Anunciado sob forte expectativa, Priscilla foi vendido como um filme emocionante sobre a libertação de uma jovem do relacionamento com a maior estrela do rock do planeta. Com direção de Sofia Coppola, o longa quis retratar essa história tão polêmica pela ótica da própria Priscilla Presley, que ajudou no roteiro contando para a diretora causos de sua vida com Elvis. E casos como esse, em que o protagonista da vida real interfere no longa, isso pode ser excelente, como Elton John praticamente obrigando a direção a não poupar os podres de sua vida em Rocketman (2019), ou ruim, como infelizmente parece ter acontecido aqui.
Priscilla nunca escondeu para ninguém que Elvis sempre foi e ainda é o amor de sua vida, apesar dos abusos tenebrosos aos quais ela foi submetida e estão registrados em livro. E no final das contas, 99% dos fãs do cantor sabem dessa faceta podre do Rei do Rock. Então, o filme parte da ótica dela, de alguém que sofreu, mas que segue com sentimentos por ele. Ao fim de pouco menos de duas horas de duração, que parecem se estender para três horas, a sensação que fica é que o grande culpado pelo casal não ter dado certo foi a rotina de astro do rock e não o caráter completamente questionável de Elvis.
^^^^
**TAREFA A**
Liste todas as pessoas citadas pelo nome no artigo sobre o filme Priscilla.

(Registros)
^^^^
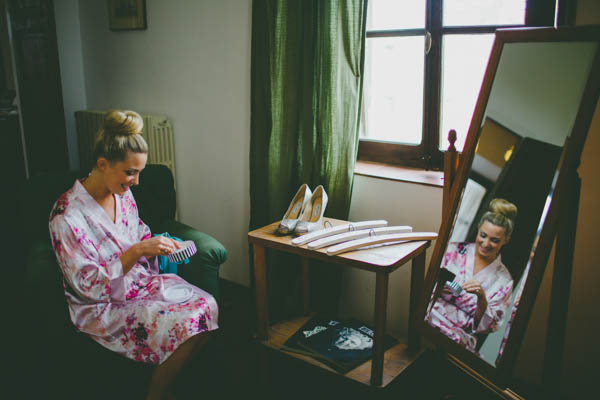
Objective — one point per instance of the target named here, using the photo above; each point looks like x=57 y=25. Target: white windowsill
x=399 y=173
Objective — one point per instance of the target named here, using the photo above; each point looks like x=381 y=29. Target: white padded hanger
x=397 y=237
x=347 y=236
x=334 y=230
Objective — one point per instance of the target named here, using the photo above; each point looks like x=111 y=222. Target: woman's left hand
x=473 y=286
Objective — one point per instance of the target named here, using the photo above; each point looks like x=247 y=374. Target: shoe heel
x=294 y=212
x=312 y=216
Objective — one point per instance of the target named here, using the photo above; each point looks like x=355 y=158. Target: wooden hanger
x=347 y=236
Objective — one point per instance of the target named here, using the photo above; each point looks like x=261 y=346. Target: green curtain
x=307 y=66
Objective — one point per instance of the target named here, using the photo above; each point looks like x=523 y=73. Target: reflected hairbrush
x=454 y=287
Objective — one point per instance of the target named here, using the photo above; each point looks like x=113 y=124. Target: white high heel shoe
x=292 y=215
x=312 y=215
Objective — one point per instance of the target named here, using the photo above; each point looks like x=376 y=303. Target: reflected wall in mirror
x=479 y=271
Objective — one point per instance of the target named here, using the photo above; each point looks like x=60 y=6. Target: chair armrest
x=203 y=268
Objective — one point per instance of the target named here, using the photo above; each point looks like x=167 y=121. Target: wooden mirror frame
x=567 y=173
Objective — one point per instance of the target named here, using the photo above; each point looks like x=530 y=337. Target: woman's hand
x=154 y=246
x=473 y=286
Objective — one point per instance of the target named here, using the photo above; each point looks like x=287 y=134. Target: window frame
x=427 y=154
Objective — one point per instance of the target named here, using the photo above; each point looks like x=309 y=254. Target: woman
x=108 y=260
x=486 y=282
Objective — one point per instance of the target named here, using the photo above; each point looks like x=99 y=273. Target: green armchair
x=54 y=341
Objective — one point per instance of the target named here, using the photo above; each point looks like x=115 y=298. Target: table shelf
x=381 y=260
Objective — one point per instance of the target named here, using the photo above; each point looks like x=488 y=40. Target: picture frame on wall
x=126 y=15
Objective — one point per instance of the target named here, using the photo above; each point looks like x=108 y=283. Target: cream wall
x=582 y=347
x=193 y=64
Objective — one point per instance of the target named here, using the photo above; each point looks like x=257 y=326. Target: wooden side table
x=382 y=260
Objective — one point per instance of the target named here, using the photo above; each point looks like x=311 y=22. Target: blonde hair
x=120 y=134
x=501 y=213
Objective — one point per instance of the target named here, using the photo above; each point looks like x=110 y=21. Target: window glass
x=464 y=60
x=393 y=89
x=483 y=12
x=395 y=14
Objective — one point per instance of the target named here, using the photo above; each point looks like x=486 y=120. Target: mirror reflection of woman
x=486 y=282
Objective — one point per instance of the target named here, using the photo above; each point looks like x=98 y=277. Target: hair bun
x=123 y=123
x=506 y=208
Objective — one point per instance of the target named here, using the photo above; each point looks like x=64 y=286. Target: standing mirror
x=534 y=109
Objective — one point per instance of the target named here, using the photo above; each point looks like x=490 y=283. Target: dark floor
x=229 y=368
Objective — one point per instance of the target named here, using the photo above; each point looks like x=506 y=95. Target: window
x=424 y=64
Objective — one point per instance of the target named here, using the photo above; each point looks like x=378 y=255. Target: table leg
x=260 y=283
x=416 y=294
x=306 y=284
x=381 y=289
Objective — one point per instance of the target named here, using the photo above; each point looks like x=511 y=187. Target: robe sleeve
x=81 y=266
x=498 y=302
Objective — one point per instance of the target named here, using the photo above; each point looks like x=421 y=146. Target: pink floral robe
x=454 y=316
x=128 y=314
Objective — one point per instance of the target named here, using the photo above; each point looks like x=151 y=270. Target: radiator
x=157 y=132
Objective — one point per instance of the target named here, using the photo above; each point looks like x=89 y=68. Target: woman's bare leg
x=164 y=374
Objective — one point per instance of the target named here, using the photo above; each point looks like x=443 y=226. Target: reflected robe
x=454 y=316
x=129 y=313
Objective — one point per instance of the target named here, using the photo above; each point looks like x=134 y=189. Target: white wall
x=193 y=65
x=70 y=59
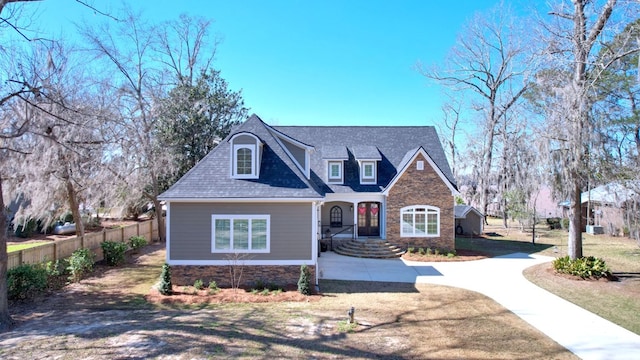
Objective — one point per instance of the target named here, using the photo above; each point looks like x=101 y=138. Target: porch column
x=355 y=219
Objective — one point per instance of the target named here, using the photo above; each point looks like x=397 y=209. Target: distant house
x=603 y=208
x=266 y=195
x=469 y=221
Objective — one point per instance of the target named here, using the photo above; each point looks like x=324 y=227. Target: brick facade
x=281 y=275
x=421 y=187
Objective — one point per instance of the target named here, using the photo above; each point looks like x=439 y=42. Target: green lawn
x=18 y=247
x=616 y=301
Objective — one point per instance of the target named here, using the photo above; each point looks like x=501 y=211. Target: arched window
x=336 y=216
x=244 y=161
x=420 y=221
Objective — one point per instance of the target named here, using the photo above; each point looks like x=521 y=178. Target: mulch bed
x=461 y=255
x=188 y=295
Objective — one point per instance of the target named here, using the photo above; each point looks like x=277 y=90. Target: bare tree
x=490 y=61
x=577 y=29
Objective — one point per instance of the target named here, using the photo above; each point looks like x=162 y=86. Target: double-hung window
x=420 y=221
x=240 y=233
x=335 y=171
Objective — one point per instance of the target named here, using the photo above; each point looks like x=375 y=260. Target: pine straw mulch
x=461 y=255
x=188 y=295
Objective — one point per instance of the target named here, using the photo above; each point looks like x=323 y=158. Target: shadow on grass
x=493 y=247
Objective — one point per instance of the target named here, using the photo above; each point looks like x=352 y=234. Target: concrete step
x=369 y=248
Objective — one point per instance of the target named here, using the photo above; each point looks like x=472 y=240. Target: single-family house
x=265 y=196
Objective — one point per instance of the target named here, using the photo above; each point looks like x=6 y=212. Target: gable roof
x=390 y=145
x=281 y=176
x=461 y=211
x=211 y=177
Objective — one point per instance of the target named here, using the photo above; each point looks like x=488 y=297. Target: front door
x=369 y=219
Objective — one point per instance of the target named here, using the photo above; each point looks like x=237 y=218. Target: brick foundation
x=281 y=275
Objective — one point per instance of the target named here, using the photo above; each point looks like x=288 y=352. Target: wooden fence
x=60 y=249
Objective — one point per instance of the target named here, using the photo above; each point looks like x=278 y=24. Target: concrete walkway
x=580 y=331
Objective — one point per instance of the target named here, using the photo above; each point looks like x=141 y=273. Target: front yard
x=616 y=301
x=110 y=318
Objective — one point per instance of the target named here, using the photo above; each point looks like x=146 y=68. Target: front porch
x=345 y=220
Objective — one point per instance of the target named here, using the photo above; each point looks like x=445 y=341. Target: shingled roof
x=281 y=178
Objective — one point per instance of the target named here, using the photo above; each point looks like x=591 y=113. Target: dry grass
x=616 y=301
x=107 y=317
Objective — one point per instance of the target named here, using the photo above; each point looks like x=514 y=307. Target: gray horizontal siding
x=190 y=230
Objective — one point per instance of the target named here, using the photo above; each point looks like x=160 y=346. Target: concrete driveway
x=582 y=332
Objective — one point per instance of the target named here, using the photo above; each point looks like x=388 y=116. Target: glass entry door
x=369 y=219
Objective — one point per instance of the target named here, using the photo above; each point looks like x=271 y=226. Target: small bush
x=166 y=288
x=137 y=242
x=198 y=284
x=584 y=267
x=57 y=268
x=304 y=282
x=213 y=287
x=80 y=263
x=25 y=281
x=113 y=252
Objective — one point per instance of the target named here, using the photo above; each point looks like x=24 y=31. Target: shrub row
x=584 y=267
x=27 y=280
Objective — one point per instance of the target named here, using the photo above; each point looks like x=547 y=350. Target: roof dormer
x=246 y=154
x=368 y=158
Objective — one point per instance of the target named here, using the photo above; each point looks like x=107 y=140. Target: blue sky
x=317 y=62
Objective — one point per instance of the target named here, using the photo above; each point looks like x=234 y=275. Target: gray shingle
x=281 y=178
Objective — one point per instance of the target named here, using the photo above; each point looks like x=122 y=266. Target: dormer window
x=335 y=171
x=244 y=163
x=245 y=156
x=368 y=173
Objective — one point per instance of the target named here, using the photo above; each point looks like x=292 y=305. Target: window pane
x=420 y=224
x=432 y=224
x=243 y=161
x=335 y=171
x=258 y=234
x=407 y=223
x=368 y=170
x=241 y=234
x=223 y=229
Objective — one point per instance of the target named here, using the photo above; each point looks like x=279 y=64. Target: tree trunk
x=6 y=322
x=574 y=244
x=75 y=206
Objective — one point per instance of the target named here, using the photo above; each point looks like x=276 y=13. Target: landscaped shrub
x=304 y=282
x=25 y=281
x=584 y=267
x=165 y=287
x=57 y=268
x=80 y=262
x=137 y=242
x=213 y=287
x=198 y=284
x=113 y=252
^^^^
**TAREFA B**
Localize nas entradas cada linha que contém a palavra "mulch" e copie todas essas linhas.

**RESPOSTA FINAL A**
- Priscilla Presley
- Sofia Coppola
- Elvis
- Elton John

**RESPOSTA FINAL B**
Objective — one point per instance of the target named here, using the photo above; each point looks like x=521 y=178. Target: mulch bed
Objective — one point per instance of the target named here, using the photo above; each point looks like x=375 y=260. Target: pine straw mulch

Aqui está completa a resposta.